San Juan Chapter hosts community healing day
LOWER FRUITLAND – Members of the San Juan Chapter took steps today to help people begin to heal after the tragic death of 11-year-old Ashlynne Mike.
Throughout a two-hour event, residents gathered underneath a white tent south of the chapter house and shared words that focused on building resilience, strength and healing.
They also gathered to continue supporting Gary Mike, Ashlynne's father, who sat with the girl's older siblings, 14-year-old Asa Mike and 12-year-old and Gracelynne Mike.
Phillip James, a preacher at the Hogback Church of Christ, was among those who provided messages of spiritual guidance.
"From different areas, counties and states, it seems like we knew Ashlynne. Even though we never shook hands with her or said, 'Hi' to her, she's so close to our hearts," James said.

(Stored items from a collection)

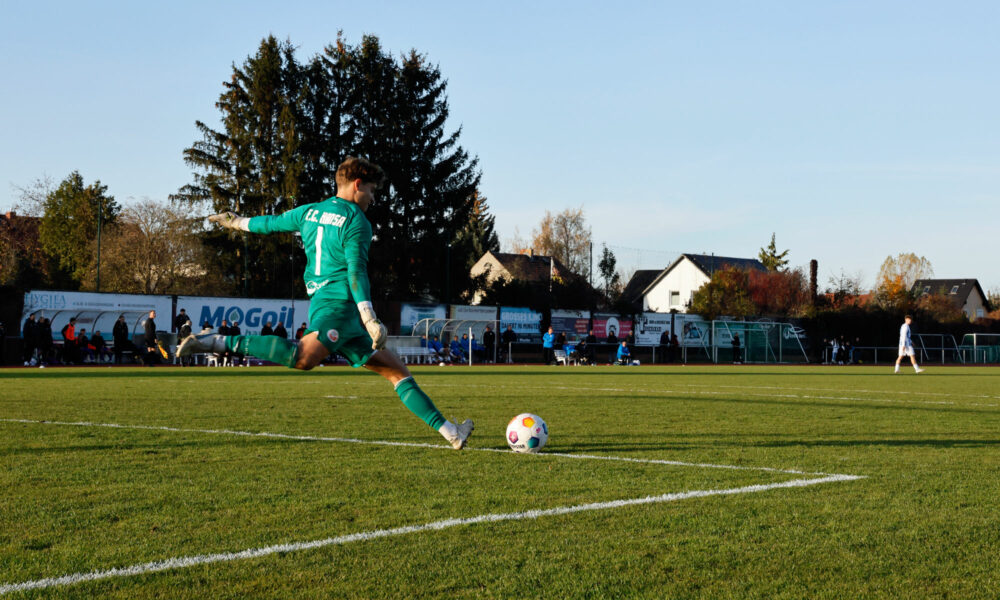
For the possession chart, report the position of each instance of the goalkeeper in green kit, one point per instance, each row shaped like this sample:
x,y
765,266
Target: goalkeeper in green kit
x,y
336,236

◆ WHAT YOU NEED TO DO
1) Replace "tent" with "canopy" in the part of the article on the community healing day starting with "Throughout a two-hour" and going on through "of spiritual guidance.", and write out that part.
2) Write out every line of the stored entries again, including the text before each answer, but multiply each point coordinate in the answers by 1.9 and round to whole numbers, rounding halves up. Leave the pictures out.
The article and the entries were taken from separate sources.

◆ EXPECTED OUTPUTS
1)
Throughout a two-hour event, residents gathered underneath a white canopy south of the chapter house and shared words that focused on building resilience, strength and healing.
They also gathered to continue supporting Gary Mike, Ashlynne's father, who sat with the girl's older siblings, 14-year-old Asa Mike and 12-year-old and Gracelynne Mike.
Phillip James, a preacher at the Hogback Church of Christ, was among those who provided messages of spiritual guidance.

2)
For the possession chart, report the position of each instance of the goalkeeper in green kit, one point per instance, each row shaped like this sample:
x,y
765,266
Target: goalkeeper in green kit
x,y
638,448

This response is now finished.